___ Page ___
# Dumb joke of the day!



## monkE (Aug 4, 2010)

How can the cemetry raise it's burial prices and blame it on the cost of living?


----------



## Diztrbd1 (Apr 21, 2010)

lol good one Mike....gonna have to have a "Dumb joke of the day!" section at the rate your going  maybe you could just keep adding to one thread that way anyone subscribed to it, like me lol, can keep up with them easier. Just a thought  
Is it me or is the site really lagging tonight? Takes a couple minutes for my replies to go thru


----------



## rescuepenguin (Apr 21, 2010)

I had a period of about 10 mins where I couldn't access the site.



Diztrbd1 said:


> lol good one Mike....gonna have to have a "Dumb joke of the day!" section at the rate your going  maybe you could just keep adding to one thread that way anyone subscribed to it, like me lol, can keep up with them easier. Just a thought
> Is it me or is the site really lagging tonight? Takes a couple minutes for my replies to go thru


----------



## monkE (Aug 4, 2010)
___
Required actions:
1 - In one to three sentences, explain why Diztrbd1 suggests adding every joke to a single thread.
2 - Summarize the joke thread in two sentences.
3 - Proceed with the joke thread from the point where it stops.
The items come from a separate source and have nothing to do with the thread.
___ Raw records ___
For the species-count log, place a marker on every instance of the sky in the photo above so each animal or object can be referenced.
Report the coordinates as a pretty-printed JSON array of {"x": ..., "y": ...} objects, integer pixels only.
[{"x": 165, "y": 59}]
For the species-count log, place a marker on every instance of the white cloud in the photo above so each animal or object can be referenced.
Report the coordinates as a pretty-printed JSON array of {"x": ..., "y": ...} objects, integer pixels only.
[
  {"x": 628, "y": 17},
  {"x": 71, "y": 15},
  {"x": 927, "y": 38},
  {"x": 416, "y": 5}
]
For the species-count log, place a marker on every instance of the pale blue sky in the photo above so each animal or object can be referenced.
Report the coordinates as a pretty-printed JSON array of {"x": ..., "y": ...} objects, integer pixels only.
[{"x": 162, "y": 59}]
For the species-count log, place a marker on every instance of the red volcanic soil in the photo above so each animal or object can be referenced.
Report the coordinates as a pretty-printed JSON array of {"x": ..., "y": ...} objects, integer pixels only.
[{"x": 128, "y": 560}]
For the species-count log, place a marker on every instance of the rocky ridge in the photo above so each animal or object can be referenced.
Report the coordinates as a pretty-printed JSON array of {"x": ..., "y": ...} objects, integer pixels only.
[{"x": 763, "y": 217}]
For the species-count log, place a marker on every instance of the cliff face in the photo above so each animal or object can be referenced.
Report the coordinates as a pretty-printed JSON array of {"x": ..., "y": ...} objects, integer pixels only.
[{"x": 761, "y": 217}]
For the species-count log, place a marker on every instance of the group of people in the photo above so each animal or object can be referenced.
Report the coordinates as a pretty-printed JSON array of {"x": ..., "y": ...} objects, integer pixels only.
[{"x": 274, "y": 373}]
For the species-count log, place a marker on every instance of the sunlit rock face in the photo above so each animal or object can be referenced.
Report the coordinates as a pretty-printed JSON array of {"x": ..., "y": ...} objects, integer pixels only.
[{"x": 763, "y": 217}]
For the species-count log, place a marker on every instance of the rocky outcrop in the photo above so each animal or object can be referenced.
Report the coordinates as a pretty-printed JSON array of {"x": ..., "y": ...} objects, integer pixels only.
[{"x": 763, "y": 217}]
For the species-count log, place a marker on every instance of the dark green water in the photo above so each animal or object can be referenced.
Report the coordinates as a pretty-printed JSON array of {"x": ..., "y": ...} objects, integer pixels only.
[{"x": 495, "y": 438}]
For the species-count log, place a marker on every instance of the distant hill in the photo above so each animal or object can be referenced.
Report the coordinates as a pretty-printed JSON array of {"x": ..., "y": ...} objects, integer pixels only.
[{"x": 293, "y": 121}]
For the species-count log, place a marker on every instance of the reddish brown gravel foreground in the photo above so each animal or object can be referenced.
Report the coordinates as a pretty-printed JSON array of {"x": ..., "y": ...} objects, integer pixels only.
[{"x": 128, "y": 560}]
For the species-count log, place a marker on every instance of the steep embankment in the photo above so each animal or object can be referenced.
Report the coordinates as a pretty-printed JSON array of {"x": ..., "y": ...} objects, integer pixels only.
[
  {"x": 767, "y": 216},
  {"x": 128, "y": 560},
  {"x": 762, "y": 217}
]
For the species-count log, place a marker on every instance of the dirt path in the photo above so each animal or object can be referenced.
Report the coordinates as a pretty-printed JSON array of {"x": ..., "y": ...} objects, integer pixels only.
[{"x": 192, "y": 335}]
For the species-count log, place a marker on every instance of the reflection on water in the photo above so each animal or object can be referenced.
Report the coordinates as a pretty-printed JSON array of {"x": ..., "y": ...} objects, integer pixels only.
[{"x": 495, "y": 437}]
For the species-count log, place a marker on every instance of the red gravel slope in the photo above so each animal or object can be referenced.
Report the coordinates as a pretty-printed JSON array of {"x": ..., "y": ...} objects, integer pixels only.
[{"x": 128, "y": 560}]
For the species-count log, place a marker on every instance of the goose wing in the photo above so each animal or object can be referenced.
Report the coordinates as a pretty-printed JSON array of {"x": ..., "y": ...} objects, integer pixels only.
___
Exercise answers:
1 - Diztrbd1 suggests keeping the jokes in one thread so that anyone subscribed to it can keep up with them more easily.

2 - monkE posts a joke asking how a cemetery can raise its burial prices and blame the rise on the cost of living. Diztrbd1 praises the joke, suggests collecting the jokes in one thread, and asks whether the site is lagging, and rescuepenguin replies that for about 10 minutes they couldn't access the site.

3 -
all right john, good call... for now on, i'll use this thread for my dumb jokes from here on out!


----------



## Diztrbd1 (Apr 21, 2010)

lol sounds good, I'll unsubscribe the others... might make the new jokes * bold *so they stick out amongst any comments....like mine lol...make sure to keep em coming :bigsmile:

Thanks Steve, wanted to make sure it wasn't just me. It's better now. Sorry Mike took, 5 minutes for the 1st reply to go thru had to ask someone, figured I'd just add it to the post in case it ever went thru lol


----------



## Slopster (Mar 14, 2011)

OK heres the dumb joke of the day

Q:: Whats a drunken pirates worst nightmare?????










A: A sunken chest and no Booty...:bigsmile:


----------



## monkE (Aug 4, 2010)

Slopster said:


> OK heres the dumb joke of the day
> 
> Q:: Whats a drunken pirates worst nightmare?????
> 
> A: A sunken chest and no Booty...:bigsmile:


lol that's a good one


----------



## monkE (Aug 4, 2010)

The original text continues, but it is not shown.